## [Page]

━━━━━━

# Redacted portions, a redacted report, to redact a report



## Ricardo Tavares

Do you guys think it's best to use "redact a report" or to "write a report" in a legal context ?

Thank you all.


----------



## bibliolept

To redact can also mean to edit or abridge, so I would choose based on that.


----------



## Matching Mole

The Oxford English Dictionary marks this as "rare". This would be particularly in reference to British English, and in that, at least, I would agree. I have never heard it used in a legal context, and I work in law. Of course, it may be used in other English-speaking regions.


----------



## cuchuflete

It is less rare in AE, but still not common outside of legal matters, especially legislation, and some branches of academics.  It has two broad categories of meaning.  The more common one involves editing, and the other refers to framing something in writing.  I wouldn't use it with _report. _


----------



## konungursvia

In law, I would say redact, which sounds smart as it is French, as is all legal language except estoppel.


----------



## cuchuflete

konungursvia said:


> In law, I would say redact, which sounds smart as it is French, as is all legal language except estoppel.


 A mild exaggeration?  What's FR about _writ_ of _habeas corpus_?


----------



## DPELAYO

if you doubt which one to select to write or to redact a report, thinking in a logic way I would use _*Write a report*_, its the most useful way to express how to make a report.
Re..


----------



## bibliolept

DPELAYO said:


> if you doubt which one to select to write or to redact a report, thinking in a logic way I would use _*Write a report*_, its the most useful way to express how to make a report.
> Re..



In other words, if you mean write, write write.


----------



## Zvonda

Hello,
I am not sure I understand the highlighted part in the sentence below. Can you help?

_This document is a true and correct copy of the recorded document *minus any redacted portions.*_
Does it mean "without the parts that were taken out for some reason"? If this is so, it seems that it can no longer be a true and correct copy.


----------



## Cagey

Zvonda said:


> [*....*]
> Does it mean "without the parts that were taken out for some reason"? If this is so, it seems that it can no longer be a true and correct copy.

━━━━━━

## [Material provided]
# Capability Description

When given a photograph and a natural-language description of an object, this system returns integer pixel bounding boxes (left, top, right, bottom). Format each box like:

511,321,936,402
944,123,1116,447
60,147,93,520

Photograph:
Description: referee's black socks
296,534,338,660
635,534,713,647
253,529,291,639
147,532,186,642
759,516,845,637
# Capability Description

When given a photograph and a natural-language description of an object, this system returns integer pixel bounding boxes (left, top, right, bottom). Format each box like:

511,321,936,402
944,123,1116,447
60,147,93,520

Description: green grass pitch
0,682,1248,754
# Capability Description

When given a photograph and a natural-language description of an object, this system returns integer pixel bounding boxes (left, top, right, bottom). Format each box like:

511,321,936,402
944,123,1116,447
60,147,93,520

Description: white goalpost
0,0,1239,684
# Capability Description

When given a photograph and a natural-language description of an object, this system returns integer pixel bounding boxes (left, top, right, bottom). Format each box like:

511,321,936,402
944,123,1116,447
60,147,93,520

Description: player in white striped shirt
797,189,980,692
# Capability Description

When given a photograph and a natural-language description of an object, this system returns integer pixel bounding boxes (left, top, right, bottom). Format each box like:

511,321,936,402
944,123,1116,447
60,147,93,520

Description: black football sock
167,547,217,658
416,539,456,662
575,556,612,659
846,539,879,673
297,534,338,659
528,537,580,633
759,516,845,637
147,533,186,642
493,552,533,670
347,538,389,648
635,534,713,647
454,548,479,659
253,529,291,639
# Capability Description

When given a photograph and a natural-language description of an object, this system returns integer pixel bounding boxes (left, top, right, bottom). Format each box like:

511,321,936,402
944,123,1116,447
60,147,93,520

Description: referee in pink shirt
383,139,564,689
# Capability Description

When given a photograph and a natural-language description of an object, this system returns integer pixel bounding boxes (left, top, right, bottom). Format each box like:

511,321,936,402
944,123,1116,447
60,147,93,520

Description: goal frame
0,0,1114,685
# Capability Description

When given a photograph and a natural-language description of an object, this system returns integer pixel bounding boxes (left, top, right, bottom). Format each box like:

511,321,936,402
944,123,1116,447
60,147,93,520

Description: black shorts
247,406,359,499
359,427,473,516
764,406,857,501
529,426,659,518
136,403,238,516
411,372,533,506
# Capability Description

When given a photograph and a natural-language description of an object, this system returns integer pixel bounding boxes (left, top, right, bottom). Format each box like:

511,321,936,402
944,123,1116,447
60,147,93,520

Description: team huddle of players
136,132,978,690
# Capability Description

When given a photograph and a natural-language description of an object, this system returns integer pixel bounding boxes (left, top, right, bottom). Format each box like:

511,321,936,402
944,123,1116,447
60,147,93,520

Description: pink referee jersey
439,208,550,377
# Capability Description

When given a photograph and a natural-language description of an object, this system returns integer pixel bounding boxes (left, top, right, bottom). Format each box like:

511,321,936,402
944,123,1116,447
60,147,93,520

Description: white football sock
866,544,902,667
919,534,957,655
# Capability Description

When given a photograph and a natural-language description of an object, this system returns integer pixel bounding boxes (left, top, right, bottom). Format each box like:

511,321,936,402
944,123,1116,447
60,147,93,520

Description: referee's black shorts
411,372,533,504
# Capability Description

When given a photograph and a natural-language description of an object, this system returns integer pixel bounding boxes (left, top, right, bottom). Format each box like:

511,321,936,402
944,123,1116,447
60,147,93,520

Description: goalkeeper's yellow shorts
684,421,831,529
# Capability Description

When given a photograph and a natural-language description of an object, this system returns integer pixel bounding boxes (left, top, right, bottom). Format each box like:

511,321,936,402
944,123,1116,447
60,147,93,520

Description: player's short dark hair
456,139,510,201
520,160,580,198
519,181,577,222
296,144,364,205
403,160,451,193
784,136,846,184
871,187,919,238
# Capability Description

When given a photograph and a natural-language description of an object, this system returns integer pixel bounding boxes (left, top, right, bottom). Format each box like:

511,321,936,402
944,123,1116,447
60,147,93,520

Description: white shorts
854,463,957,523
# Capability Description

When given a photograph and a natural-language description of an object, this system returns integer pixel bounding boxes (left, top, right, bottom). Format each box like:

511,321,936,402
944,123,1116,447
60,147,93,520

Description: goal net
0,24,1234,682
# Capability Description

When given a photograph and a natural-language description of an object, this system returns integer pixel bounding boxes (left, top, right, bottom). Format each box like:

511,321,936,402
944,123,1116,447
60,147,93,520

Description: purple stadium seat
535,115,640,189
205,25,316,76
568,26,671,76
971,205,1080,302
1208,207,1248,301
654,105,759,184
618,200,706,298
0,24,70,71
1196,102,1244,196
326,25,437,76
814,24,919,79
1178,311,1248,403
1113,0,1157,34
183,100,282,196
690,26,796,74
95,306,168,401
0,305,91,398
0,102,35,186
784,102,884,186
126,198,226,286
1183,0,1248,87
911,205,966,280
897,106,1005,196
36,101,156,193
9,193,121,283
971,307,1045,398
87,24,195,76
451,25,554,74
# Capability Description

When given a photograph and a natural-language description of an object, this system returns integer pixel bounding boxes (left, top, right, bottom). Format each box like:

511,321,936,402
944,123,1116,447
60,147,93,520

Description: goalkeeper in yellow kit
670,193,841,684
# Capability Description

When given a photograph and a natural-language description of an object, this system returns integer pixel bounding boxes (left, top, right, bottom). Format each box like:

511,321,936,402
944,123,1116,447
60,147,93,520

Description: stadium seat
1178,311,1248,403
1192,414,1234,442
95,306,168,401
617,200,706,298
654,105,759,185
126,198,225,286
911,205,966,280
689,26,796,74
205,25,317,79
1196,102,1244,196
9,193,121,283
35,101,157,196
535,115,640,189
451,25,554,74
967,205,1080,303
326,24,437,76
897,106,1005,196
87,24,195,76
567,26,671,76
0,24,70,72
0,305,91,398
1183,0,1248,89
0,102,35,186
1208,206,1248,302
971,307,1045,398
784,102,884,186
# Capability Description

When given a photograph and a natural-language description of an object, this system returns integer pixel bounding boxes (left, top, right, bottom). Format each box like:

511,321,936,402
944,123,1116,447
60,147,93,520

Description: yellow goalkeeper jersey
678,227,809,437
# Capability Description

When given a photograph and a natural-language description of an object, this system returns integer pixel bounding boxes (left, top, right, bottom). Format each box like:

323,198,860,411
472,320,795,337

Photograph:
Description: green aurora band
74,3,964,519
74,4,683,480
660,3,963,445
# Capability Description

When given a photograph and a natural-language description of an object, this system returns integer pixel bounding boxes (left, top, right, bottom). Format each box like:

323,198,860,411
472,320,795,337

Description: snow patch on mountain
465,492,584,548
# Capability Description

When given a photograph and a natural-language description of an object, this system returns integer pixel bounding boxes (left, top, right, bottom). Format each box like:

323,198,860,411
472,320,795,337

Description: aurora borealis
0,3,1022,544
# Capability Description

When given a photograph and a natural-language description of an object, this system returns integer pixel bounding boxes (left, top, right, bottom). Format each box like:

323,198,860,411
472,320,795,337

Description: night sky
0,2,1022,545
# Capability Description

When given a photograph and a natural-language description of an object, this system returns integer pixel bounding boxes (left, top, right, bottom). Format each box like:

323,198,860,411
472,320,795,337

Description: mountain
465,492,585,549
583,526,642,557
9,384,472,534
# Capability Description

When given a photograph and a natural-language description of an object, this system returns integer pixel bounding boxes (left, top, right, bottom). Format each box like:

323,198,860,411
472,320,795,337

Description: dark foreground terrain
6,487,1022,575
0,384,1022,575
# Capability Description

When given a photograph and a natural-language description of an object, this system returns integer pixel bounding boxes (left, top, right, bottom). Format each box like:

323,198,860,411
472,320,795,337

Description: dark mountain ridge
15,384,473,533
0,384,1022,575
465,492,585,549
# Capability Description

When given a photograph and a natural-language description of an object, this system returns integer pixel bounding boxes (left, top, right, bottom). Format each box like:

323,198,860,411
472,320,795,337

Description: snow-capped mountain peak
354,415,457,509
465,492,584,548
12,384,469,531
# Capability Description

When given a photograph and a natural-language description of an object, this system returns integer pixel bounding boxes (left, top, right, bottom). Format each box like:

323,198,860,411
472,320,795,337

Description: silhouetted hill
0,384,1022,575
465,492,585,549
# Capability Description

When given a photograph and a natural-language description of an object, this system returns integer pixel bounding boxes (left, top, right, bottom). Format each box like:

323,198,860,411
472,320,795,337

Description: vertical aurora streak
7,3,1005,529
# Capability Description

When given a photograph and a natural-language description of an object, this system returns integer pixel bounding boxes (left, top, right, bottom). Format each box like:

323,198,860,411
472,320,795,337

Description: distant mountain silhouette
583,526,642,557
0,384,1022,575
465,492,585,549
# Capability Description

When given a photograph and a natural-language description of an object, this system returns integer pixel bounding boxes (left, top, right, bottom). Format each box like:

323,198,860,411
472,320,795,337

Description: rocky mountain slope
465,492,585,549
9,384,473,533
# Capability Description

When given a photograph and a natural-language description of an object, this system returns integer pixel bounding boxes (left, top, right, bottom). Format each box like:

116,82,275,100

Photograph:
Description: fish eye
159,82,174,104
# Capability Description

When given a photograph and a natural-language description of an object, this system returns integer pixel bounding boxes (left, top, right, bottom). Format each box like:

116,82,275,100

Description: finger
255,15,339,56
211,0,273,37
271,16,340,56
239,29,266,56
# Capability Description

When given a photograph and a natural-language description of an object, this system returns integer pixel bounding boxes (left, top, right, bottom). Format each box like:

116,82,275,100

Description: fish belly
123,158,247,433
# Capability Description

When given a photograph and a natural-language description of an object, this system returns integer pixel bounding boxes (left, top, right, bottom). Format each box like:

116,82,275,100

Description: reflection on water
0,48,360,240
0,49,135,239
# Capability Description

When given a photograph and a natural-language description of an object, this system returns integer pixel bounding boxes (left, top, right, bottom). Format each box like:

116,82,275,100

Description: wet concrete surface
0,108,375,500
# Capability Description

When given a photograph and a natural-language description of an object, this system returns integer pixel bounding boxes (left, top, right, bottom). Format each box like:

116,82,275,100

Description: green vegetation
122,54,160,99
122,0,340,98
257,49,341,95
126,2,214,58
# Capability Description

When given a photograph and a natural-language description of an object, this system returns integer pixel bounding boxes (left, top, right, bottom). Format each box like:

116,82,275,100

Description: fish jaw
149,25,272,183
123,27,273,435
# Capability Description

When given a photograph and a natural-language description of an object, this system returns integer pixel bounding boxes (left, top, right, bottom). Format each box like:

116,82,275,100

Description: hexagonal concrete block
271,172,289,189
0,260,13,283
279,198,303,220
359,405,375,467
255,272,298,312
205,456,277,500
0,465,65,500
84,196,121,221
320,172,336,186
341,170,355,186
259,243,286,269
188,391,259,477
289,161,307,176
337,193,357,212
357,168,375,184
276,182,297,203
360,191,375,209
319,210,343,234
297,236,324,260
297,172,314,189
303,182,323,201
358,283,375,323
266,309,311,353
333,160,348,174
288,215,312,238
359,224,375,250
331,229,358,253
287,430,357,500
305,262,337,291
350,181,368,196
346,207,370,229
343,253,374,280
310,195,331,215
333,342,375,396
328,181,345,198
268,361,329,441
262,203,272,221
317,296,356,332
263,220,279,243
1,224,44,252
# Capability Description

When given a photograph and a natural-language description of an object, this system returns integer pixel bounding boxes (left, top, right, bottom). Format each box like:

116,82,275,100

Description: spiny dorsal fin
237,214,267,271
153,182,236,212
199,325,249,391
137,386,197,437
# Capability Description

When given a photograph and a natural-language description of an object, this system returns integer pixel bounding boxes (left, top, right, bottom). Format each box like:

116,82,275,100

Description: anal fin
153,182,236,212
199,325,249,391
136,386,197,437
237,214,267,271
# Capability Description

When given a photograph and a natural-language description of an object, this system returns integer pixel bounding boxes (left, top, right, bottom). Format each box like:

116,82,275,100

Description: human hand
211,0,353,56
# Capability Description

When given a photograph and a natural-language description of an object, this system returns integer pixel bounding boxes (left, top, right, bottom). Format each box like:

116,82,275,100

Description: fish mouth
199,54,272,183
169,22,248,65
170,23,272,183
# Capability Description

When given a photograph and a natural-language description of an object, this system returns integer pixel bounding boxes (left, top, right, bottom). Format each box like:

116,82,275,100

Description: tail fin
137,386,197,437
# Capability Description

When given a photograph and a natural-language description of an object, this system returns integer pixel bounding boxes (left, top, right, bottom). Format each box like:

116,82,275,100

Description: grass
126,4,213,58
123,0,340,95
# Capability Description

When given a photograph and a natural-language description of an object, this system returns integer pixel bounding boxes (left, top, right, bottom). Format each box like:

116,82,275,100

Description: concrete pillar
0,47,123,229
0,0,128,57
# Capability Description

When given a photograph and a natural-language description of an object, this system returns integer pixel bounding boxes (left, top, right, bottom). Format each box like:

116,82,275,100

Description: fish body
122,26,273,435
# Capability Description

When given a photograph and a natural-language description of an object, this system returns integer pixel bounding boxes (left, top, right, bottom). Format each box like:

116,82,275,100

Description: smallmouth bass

━━━━━━

## [Written task 1]
Duplicate a passage from the forum thread on "redact" above. Begin at the words "Do you guys" and stop after the words "based on that.".
## [Written task 2]
Using the forum thread on "redact" above, decide whether each statement agrees with it. Answer yes or no and quote the thread's deciding words. (a) Matching Mole works in law. (b) According to cuchuflete, the more common meaning of "redact" is framing something in writing. (c) Matching Mole reports that the Oxford English Dictionary marks this use as common.

## [Exercise output 1]
Do you guys think it's best to use "redact a report" or to "write a report" in a legal context ?

Thank you all.


----------



## bibliolept

To redact can also mean to edit or abridge, so I would choose based on that.

## [Exercise output 2]
(a) Yes: "I have never heard it used in a legal context, and I work in law."
(b) No: "The more common one involves editing, and the other refers to framing something in writing."
(c) No: "The Oxford English Dictionary marks this as "rare"."